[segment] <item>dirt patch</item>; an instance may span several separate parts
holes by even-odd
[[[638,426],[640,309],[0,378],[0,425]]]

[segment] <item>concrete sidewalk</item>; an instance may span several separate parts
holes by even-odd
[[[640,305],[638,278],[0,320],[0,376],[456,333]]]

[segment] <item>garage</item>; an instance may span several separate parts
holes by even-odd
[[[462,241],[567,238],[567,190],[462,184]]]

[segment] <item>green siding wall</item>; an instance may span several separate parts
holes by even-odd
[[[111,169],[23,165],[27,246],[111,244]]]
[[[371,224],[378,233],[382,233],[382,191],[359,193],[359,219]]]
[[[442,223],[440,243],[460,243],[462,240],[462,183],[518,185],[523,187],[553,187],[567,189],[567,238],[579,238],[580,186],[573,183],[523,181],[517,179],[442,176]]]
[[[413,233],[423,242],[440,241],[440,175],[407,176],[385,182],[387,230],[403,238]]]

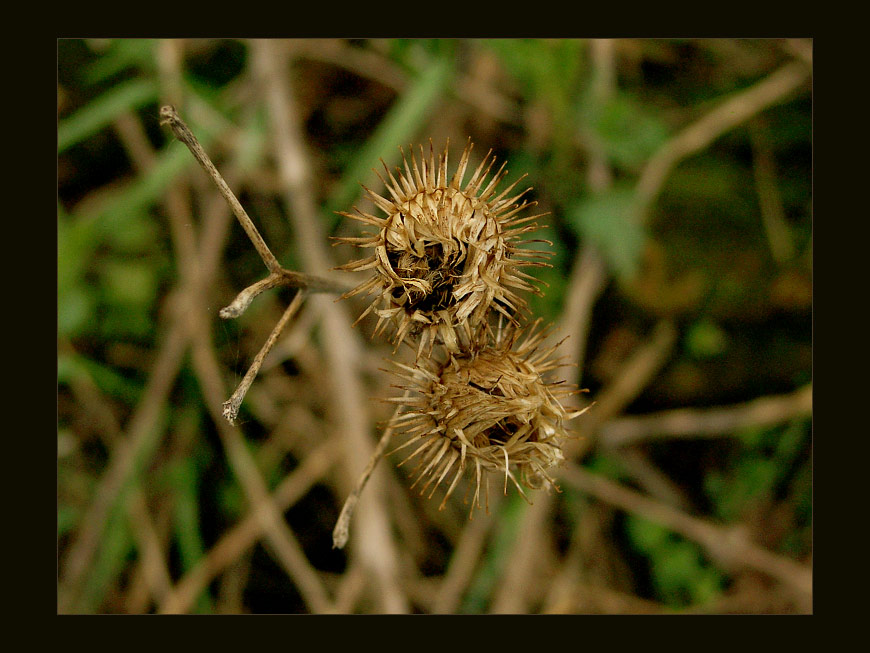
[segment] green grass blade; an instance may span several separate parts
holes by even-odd
[[[118,84],[92,100],[57,127],[58,153],[93,136],[117,116],[157,100],[157,83],[150,79],[133,79]]]
[[[205,545],[200,533],[199,484],[196,462],[193,458],[178,461],[172,469],[172,485],[175,489],[173,514],[175,541],[181,566],[186,573],[205,556]],[[214,612],[208,590],[203,590],[196,601],[197,612]]]
[[[372,171],[380,159],[388,166],[398,163],[399,145],[413,138],[425,122],[435,101],[447,90],[453,77],[449,57],[434,60],[391,107],[365,146],[342,175],[336,191],[326,203],[327,224],[335,224],[335,212],[346,211],[360,192],[360,184],[371,186],[377,180]]]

+===+

■ Instructions to follow
The word "span" appears in some lines of the data. Copy every one of those lines.

■ Task response
[segment] <item>dirt patch</item>; an instance may span several separate parts
[segment] <item>concrete sidewalk</item>; an instance may span several separate parts
[segment] <item>garage</item>; an instance may span several separate parts
[segment] <item>green siding wall</item>; an instance may span several separate parts
[segment] green grass blade; an instance may span several separate parts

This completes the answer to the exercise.